The problem ->
Work out how many lines in the data hold the word "subject", and reply with that number only.
========
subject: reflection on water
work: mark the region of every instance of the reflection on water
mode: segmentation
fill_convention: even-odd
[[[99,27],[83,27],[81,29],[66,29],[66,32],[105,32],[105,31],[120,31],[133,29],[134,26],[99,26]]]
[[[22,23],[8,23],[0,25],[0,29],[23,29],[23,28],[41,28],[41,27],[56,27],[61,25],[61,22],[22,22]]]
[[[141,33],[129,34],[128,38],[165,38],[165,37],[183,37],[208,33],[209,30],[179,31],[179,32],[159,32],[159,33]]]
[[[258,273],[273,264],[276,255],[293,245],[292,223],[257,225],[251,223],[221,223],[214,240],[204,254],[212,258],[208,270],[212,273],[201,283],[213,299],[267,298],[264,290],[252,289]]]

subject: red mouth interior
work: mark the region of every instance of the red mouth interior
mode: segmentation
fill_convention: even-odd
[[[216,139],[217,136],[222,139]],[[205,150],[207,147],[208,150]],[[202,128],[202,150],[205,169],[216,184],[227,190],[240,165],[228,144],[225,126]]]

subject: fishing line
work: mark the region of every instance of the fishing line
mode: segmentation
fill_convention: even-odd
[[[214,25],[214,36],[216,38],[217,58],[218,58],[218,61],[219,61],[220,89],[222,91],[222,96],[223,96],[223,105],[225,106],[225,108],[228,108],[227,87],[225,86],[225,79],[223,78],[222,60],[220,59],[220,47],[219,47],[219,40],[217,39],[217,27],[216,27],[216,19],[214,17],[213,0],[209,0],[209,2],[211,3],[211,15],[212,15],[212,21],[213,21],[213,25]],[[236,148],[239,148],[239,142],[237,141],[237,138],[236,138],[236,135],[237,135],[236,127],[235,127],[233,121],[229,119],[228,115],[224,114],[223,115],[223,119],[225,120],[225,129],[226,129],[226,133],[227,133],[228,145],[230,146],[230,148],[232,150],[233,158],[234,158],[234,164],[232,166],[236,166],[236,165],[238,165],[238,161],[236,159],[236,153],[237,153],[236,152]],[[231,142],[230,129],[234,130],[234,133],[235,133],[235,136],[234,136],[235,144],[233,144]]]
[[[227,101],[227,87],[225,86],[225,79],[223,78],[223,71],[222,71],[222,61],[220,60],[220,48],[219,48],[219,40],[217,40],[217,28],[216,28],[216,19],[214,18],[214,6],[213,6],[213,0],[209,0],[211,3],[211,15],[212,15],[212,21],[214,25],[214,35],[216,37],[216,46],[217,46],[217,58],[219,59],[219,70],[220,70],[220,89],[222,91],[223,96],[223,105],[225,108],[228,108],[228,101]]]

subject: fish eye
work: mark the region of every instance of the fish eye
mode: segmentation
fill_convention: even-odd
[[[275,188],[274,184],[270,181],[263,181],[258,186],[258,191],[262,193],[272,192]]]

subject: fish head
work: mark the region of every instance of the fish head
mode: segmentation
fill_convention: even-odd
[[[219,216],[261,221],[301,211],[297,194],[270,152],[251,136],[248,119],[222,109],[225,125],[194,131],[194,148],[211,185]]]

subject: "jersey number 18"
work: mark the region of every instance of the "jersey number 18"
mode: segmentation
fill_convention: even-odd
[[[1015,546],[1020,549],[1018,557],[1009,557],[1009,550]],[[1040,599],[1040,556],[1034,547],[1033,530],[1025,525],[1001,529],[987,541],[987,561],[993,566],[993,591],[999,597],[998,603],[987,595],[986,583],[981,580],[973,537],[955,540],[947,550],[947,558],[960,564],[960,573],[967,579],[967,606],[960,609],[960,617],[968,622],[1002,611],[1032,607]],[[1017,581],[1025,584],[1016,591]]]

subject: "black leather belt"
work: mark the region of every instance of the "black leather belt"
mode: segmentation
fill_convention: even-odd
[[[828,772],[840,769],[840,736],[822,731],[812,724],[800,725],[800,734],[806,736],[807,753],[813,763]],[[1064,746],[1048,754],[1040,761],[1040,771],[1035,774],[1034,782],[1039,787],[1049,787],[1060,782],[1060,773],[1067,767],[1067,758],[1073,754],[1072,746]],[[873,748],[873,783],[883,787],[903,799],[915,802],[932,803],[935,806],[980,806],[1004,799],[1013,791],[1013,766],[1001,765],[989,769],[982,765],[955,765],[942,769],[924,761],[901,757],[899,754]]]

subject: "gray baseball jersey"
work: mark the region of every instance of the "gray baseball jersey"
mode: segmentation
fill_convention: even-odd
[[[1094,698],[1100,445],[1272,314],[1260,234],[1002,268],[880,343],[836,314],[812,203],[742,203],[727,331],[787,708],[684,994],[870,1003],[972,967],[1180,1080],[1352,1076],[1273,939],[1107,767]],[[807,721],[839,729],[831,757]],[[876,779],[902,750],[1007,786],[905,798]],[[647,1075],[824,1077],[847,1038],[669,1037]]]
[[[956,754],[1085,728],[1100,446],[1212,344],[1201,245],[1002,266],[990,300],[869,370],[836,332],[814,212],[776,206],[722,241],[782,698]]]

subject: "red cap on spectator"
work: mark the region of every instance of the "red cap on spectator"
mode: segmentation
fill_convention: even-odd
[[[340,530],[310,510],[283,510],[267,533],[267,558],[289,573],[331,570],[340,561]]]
========
Reply to the task ->
9